# INSTRUCTION A:
According to the Carmine Recano biography, which character is he best known for playing, and in what series?
# INSTRUCTION B:
For each statement, say whether the Carmine Recano biography supports it: (i) Recano grew up in Secondigliano. (ii) His father was a fisherman. (iii) He started acting at the age of 21.
# INSTRUCTION C:
List every place name that appears in the Carmine Recano biography.

# TEXT:
[start]

- Born: 28 November 1980 (age 45) Naples, Italy
- Occupation: Actor
- Years active: 1999–present
- Spouse: Donatella Tipaldi ​(m. 2024)​
- Children: 2

= Carmine Recano =

Italian actor (born 1980)

Carmine Recano (/it/; born 28 November 1980) is an Italian actor. He is best known for playing Commander Massimo Esposito in the teen drama television series The Sea Beyond (2020–2023).

==Biography==
Recano was born in Naples and raised in the district of Secondigliano. His father was a baker and his mother was a homemaker. He began acting by chance after accompanying a friend to an audition at the age of 17.

[end]

# PROVIDED MATERIAL:
[start]

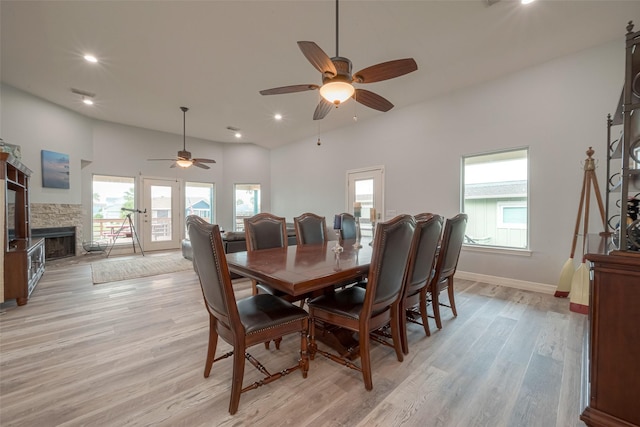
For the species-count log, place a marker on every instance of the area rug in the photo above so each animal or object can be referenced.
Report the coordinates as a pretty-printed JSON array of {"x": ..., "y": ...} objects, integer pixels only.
[{"x": 114, "y": 270}]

[end]

# FINAL RESULT A:
Commander Massimo Esposito in the teen drama television series The Sea Beyond (2020–2023).

# FINAL RESULT B:
(i) Yes: "raised in the district of Secondigliano."
(ii) No: "His father was a baker."
(iii) No: "at the age of 17."

# FINAL RESULT C:
Naples, Italy, Secondigliano